### Challenge 1:
In the rows, swap "frame" for "image" in everything from the line containing "the white nape" down to the line containing "65,100 -> 173,136", with nothing else changed. Return only those rows.

-- start of Excerpted passage --

Ok, let’s break it down a bit. First we declared what we need and took advantage of typing.Optional.

class S3Uri(BaseModel):
    uri: str
    scheme: str = "s3"  # prefix has to be s3://
    bucket: typing.Optional[str]  # the host bucket
    path: typing.Optional[str]  # suffix after bucket
    key: typing.Optional[str]  # file key

Our parameters bucket, path and key are optional at first, but will be filled when their values become available in root_validator, which is the first validator executed, by pydantic. With validate_root_uri we inspect all values recieved by S3Uri. We break it into pieces and fill our optional parameters. By nature an S3Uri needs a bucket, which we’ll enforce here:

        # Most of time you won't use cls, so make sure it doesn't break linting
        uri: str = validate_s3_scheme(values.get("uri"))
        uri_parts: typing.List[str] = uri.split("/")
        # Expect: uri_parts = ["s3:", "", "bucket_name", "folder_name", "key_file.json"]

Everything else below is just to see wether or not our parsed vales fullfill what we expect, such that these are prompted like pydantic intends to.

Aliases

In some cases, for example working with FastAPI it’s useful to work with aliases. Aliases will help to have PEP8 (snake-case) compatible names, by also support camel-case naming, when creating the model. Here is an example:

import uuid
from pydantic import BaseModel


def to_camel(string: str) -> str:
    return "".join(word.capitalize() for word in string.split("_"))


class Scheme(BaseModel):
    class Config:
        alias_generator = to_camel


class ResponseScheme(Scheme):
    user_id: uuid.UUID
    document_id: uuid.UUID


if __name__ == "__main__":
    response_scheme = ResponseScheme(
        **{"UserId": uuid.uuid4(), "DocumentId": uuid.uuid4(),}
    )
    print(response_scheme.json())
    # {"user_id": "489bee33-7f7e-4b09-b83b-2d44ebeffde6", "document_id": "5e47e30d-d175-457d-8737-84cd06eae3f0"}

Like this it’s possible to use snake- and camel-case naming when passing data. There is a lot more to explore at Pydantic documentation.

Configs

Another nice feature: BaseSettings. Configurations can be added and validated using pydantics BaseSettings. In addition one can install pip install pydantic[dotenv], to read settings from a .env file. This comes in especially handy when building a fastapi.

import os
from typing import Optional

from pydantic import BaseSettings


class S3Settings(BaseSettings):
    REGION: Optional[str] = os.getenv("REGION") or "eu-central-1"

-- end of Excerpted passage --
-- start of The input --

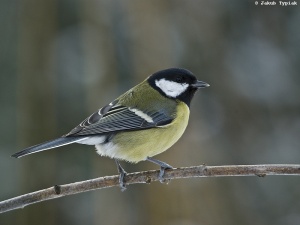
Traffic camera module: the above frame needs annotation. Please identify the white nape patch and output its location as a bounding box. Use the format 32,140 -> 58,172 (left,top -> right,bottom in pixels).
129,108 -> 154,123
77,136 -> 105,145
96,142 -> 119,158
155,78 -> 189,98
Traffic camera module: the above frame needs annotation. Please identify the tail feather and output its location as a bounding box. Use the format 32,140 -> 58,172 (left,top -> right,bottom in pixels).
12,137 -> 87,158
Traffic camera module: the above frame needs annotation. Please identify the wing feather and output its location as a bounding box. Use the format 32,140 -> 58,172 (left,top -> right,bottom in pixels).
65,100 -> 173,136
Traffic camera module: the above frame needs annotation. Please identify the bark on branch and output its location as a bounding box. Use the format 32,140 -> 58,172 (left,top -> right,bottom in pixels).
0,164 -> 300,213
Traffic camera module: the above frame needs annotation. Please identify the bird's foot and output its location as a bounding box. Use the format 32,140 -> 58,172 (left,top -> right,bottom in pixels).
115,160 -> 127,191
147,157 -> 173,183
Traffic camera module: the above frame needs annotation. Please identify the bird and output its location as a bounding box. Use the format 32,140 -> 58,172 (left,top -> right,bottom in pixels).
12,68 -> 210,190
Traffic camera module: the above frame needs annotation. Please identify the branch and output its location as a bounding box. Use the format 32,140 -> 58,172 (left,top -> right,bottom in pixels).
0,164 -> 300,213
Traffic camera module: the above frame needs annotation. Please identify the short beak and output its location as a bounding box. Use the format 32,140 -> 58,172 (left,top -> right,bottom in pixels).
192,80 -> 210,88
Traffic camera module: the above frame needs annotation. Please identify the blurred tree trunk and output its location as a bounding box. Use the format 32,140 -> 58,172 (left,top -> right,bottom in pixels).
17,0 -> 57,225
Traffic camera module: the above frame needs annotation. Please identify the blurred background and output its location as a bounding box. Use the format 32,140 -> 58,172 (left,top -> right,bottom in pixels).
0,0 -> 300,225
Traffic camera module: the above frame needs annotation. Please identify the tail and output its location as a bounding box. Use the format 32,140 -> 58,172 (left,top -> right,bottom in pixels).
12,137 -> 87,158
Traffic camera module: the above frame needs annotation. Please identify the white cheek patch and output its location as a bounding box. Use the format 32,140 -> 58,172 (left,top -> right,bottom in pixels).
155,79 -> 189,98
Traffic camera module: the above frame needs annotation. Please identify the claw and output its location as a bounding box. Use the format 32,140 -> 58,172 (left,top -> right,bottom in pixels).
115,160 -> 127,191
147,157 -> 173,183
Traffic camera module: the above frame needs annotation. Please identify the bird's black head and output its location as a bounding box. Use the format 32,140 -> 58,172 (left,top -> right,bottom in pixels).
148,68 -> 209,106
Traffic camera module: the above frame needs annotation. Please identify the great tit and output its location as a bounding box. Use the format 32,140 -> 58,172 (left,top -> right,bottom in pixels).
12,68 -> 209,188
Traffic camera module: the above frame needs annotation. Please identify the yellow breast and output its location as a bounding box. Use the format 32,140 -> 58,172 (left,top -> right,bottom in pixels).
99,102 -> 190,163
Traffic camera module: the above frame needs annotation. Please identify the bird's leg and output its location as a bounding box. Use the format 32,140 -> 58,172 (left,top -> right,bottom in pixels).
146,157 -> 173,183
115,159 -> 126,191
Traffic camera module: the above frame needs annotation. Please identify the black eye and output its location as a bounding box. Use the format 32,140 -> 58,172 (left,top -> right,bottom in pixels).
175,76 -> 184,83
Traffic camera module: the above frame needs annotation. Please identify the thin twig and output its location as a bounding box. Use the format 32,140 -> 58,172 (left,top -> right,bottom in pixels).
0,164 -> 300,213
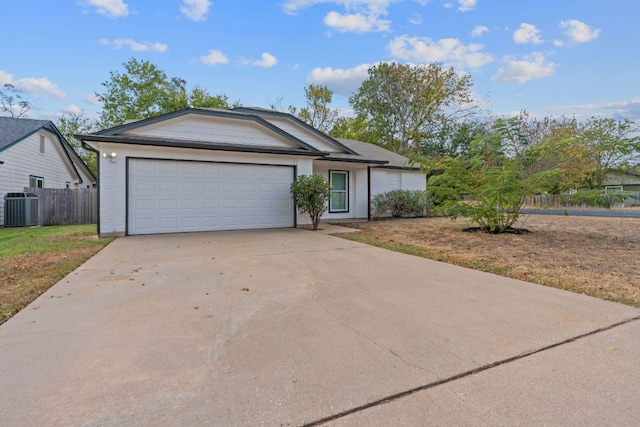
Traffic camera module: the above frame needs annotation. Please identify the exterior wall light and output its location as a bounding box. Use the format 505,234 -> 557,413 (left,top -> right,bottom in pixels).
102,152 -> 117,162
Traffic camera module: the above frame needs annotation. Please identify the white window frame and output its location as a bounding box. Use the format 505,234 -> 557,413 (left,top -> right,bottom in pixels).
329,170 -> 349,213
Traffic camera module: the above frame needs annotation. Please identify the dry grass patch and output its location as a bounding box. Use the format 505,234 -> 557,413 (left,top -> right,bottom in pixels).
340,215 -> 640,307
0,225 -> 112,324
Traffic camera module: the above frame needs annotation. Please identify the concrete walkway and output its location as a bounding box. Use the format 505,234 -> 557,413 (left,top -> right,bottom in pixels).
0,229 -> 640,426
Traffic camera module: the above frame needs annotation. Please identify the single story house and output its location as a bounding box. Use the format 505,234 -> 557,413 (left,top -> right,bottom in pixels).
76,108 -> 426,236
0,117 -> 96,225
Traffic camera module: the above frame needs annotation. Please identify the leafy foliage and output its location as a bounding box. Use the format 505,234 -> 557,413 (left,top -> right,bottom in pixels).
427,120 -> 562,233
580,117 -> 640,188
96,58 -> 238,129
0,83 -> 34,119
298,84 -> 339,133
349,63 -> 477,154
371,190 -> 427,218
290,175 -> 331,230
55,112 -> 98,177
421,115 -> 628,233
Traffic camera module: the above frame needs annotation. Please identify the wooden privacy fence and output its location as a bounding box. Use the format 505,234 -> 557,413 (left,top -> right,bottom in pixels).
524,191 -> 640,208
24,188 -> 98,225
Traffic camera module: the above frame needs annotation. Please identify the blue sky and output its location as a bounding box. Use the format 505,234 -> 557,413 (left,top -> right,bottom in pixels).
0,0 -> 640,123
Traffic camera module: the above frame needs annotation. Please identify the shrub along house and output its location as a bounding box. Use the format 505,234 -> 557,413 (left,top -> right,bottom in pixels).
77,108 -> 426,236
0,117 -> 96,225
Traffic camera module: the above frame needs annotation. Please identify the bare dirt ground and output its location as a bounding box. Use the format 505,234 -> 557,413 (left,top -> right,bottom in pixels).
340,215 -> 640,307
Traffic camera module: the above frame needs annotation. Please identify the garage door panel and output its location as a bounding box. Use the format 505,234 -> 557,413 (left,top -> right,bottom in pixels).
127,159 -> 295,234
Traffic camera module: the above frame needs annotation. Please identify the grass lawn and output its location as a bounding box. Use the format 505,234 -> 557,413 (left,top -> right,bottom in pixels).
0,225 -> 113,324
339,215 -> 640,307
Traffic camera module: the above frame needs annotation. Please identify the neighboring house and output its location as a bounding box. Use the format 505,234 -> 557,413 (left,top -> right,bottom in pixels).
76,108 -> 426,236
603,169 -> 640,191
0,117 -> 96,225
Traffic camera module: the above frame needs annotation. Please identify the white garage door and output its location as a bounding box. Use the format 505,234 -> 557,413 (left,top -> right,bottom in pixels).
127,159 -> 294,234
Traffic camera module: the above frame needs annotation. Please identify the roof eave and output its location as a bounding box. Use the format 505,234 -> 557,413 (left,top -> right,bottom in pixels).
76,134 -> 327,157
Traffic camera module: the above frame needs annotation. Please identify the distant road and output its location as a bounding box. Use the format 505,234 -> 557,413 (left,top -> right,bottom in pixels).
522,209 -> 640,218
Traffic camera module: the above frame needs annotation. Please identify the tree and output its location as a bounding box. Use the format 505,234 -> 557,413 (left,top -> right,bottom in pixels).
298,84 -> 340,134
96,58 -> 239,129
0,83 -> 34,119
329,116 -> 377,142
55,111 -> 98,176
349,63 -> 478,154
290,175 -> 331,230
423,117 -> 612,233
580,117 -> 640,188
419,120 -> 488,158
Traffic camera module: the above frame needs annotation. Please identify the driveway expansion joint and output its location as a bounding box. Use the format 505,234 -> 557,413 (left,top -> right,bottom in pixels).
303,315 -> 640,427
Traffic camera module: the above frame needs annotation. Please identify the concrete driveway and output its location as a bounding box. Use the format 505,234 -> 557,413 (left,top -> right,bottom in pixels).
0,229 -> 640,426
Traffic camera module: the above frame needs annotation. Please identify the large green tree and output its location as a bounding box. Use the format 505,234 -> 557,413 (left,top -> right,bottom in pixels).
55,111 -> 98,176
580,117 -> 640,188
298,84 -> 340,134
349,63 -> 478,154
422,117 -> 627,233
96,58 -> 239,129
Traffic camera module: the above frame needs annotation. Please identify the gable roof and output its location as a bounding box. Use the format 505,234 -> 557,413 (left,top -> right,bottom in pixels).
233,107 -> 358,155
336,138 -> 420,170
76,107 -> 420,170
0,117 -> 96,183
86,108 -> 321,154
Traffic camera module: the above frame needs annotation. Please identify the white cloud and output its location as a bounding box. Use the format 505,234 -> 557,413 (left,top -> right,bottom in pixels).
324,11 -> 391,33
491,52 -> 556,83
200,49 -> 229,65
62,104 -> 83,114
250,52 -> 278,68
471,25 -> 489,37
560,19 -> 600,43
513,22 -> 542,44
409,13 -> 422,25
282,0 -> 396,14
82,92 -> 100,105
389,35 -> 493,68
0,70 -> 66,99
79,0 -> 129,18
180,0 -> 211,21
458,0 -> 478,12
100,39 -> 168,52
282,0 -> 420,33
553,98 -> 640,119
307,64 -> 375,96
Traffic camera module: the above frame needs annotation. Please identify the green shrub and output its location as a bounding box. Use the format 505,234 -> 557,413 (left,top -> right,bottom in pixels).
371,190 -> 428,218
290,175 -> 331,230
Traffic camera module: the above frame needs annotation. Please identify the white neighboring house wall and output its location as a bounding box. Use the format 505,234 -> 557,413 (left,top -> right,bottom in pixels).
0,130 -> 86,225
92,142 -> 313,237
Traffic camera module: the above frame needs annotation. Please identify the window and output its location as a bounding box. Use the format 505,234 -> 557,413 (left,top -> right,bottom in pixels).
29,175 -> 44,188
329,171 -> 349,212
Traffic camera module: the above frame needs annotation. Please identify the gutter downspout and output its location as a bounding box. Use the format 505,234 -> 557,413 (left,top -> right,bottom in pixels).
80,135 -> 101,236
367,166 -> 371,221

-- end of The input --
-- start of The input --

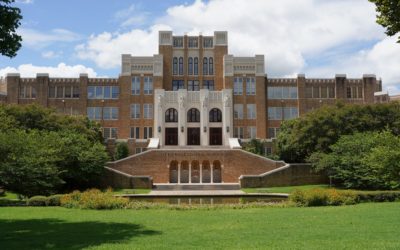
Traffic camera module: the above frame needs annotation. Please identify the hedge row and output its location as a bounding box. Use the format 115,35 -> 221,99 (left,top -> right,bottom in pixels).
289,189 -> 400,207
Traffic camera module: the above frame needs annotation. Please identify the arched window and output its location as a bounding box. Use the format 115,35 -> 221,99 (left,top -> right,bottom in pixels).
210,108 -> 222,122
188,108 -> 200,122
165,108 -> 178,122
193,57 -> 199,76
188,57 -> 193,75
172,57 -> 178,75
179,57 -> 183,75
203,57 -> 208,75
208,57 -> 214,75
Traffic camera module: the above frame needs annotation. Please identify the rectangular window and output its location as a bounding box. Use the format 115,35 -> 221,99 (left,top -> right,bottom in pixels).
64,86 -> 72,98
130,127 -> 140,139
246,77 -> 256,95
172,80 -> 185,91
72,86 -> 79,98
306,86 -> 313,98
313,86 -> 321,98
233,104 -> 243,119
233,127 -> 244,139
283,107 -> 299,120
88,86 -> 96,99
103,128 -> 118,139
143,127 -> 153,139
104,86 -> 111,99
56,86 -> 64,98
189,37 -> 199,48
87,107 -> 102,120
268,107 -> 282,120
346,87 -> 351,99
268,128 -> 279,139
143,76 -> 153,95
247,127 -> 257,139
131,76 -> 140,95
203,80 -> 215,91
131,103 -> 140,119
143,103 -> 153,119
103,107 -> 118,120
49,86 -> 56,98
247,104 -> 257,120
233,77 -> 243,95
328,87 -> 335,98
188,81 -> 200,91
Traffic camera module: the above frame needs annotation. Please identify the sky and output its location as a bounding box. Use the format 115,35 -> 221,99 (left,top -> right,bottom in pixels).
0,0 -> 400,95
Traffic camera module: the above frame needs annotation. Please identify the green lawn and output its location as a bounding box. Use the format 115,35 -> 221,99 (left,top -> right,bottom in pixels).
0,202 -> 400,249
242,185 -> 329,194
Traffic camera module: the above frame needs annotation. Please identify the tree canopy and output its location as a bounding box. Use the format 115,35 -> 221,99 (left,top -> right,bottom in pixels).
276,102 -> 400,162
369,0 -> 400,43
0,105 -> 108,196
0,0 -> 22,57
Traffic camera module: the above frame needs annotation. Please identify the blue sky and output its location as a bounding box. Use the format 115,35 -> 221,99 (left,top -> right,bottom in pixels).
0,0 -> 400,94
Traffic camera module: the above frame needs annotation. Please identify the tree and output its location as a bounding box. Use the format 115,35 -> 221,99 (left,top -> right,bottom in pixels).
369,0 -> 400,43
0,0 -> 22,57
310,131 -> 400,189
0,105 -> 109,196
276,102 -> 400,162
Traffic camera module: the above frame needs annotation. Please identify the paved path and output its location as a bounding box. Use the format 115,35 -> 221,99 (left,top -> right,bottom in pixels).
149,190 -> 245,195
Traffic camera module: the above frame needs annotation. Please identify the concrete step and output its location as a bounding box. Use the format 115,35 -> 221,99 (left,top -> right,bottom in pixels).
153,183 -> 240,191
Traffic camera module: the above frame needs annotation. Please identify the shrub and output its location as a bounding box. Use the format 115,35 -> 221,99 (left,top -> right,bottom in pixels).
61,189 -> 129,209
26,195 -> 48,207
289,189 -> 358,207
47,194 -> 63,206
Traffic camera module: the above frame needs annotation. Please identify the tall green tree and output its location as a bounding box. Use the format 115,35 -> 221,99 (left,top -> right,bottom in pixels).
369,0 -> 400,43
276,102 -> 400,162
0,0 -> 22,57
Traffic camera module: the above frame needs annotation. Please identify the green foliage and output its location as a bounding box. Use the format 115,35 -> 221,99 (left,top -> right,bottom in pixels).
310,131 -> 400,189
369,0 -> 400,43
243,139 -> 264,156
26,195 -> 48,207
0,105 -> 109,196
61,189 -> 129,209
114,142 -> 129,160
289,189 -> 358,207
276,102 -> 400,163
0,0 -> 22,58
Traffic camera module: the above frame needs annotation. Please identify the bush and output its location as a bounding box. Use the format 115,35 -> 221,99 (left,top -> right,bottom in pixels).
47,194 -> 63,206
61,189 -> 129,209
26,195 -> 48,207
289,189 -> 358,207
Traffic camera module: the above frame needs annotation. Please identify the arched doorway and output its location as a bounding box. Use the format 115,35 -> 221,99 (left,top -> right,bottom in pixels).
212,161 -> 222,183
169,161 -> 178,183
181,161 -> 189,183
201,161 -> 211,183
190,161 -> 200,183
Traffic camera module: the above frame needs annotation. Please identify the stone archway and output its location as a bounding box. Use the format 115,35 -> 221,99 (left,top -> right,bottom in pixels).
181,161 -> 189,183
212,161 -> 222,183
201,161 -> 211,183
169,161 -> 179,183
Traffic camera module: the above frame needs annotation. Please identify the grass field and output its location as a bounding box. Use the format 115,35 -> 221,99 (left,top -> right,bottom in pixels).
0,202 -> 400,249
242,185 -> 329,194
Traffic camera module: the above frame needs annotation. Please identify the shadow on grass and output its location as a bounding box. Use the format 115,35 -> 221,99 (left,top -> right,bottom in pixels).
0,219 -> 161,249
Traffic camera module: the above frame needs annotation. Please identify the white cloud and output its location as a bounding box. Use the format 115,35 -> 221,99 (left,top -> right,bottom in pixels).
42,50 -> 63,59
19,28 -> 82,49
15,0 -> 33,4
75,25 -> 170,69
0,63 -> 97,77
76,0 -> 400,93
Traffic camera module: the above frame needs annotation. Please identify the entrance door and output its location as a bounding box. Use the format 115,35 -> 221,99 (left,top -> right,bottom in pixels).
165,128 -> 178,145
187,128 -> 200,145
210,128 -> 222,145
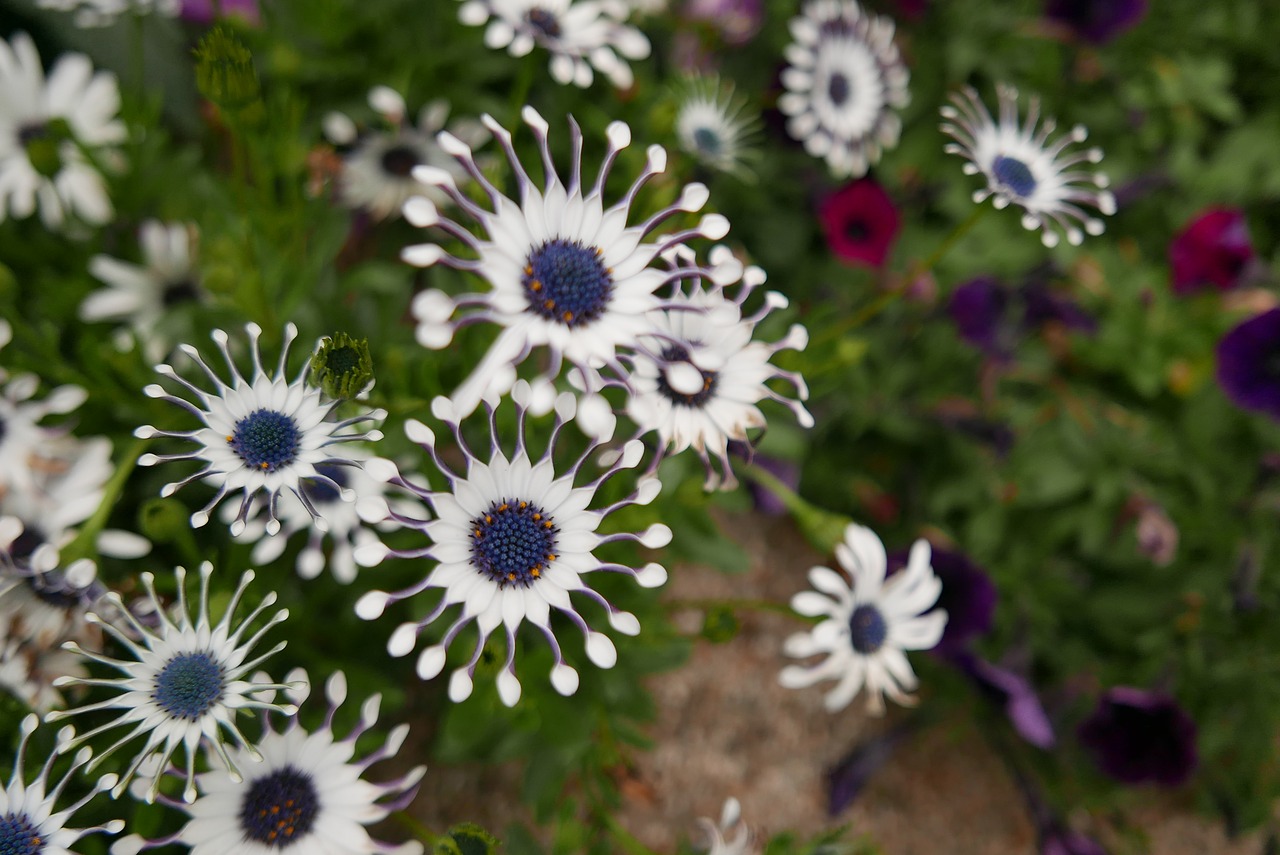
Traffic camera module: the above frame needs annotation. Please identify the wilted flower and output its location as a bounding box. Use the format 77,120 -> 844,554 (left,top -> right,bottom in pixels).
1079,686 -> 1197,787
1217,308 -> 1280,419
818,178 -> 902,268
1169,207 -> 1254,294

-- end of The input --

### Challenge 2:
Extend the pydantic write-up past its final line.

### Final result 1:
Traffic camera module: the above image needs annotation. Please identify the white nape patch and output its location as a bounding box. Use the format 32,140 -> 58,172 (left,top -> right,bottom in pixels).
129,108 -> 154,123
77,136 -> 105,145
96,142 -> 119,158
155,78 -> 189,98
Traffic camera module: the above image needs annotation. Please identify the tail feather and output its location as a bounding box. Use the format 32,140 -> 58,172 (left,top -> right,bottom in pixels).
12,137 -> 87,158
Traffic camera module: the above image needs annotation. Please identify the wing feather and output its location as a bounding box. Use the format 32,140 -> 58,172 (left,top -> right,bottom in pixels).
65,100 -> 173,136

### Final result 2:
    MAIN_BUCKET: Optional[str] = os.getenv("MAIN_BUCKET") or None
    USER_BUCKET: Optional[str] = os.getenv("USER_BUCKET") or None

    class Config:
        env_file = ".env.dev.s3"
        env_file_encoding = "utf-8"

Secrets

Building APIs often includes Secrets, which under no circumstances should be leaked. Therefore pydantic provides SecretStr class, which is nice to be sure that secret values are only viewable if really needed. The following example reads a secret from AWS Secretsmanager, using boto3 in a root_validator and holds it in a BaseSetting class.

import base64
import os
from typing import Optional

import boto3
from botocore.exceptions import ClientError
from pydantic import BaseSettings, SecretStr, root_validator


def read_public_key(secret_name: str, secrets_region_name: str) -> SecretStr | None:
    # See https://boto3.amazonaws.com/v1/documentation/api/latest/guide/secrets-manager.html
    session = boto3.session.Session()
    client = session.client(
        service_name="secretsmanager", region_name=secrets_region_name
    )
    secret = None
    try:
        get_secret_value_response = client.get_secret_value(SecretId=secret_name)
    except ClientError as e:
        if e.response["Error"]["Code"] == "DecryptionFailureException":
            raise e
        # Catch other errors here ...
    else:
        if "SecretString" in get_secret_value_response:
            secret = get_secret_value_response["SecretString"]
        else:
            secret = base64.b64decode(get_secret_value_response["SecretBinary"])
    # Trying to pass None into SecretStr will result in a ValueError, so validation can happen
    return SecretStr(secret)


class SecretSettings(BaseSettings):
    SECRET_REGION: Optional[str] = os.getenv("SECRET_REGION") or "eu-central-1"
    PRIVATE_KEY: Optional[SecretStr] = None
    PUBLIC_KEY: Optional[SecretStr] = None

    @root_validator
    def val_private_key(cls, values: Dict):  # noqa
        private_key_secret = (
            read_public_key(
                secret_name="SECRETS_NAME_PRIVATE_KEY",
                secrets_region_name=values["SECRET_REGION"],
            )
            or None  # Used to trigger ValueError
        )
        public_key_id_secret = (
            read_public_key(
                secret_name="SECRETS_NAME_PUBLIC_KEY",
                secrets_region_name=values["SECRET_REGION"],
            )
            or None  # Used to trigger ValueError
        )
        return {
            "PRIVATE_KEY": private_key_secret,
            "PUBLIC_KEY": public_key_id_secret,
        }

    class Config:
        env_file = ".env.dev.cf"
        env_file_encoding = "utf-8"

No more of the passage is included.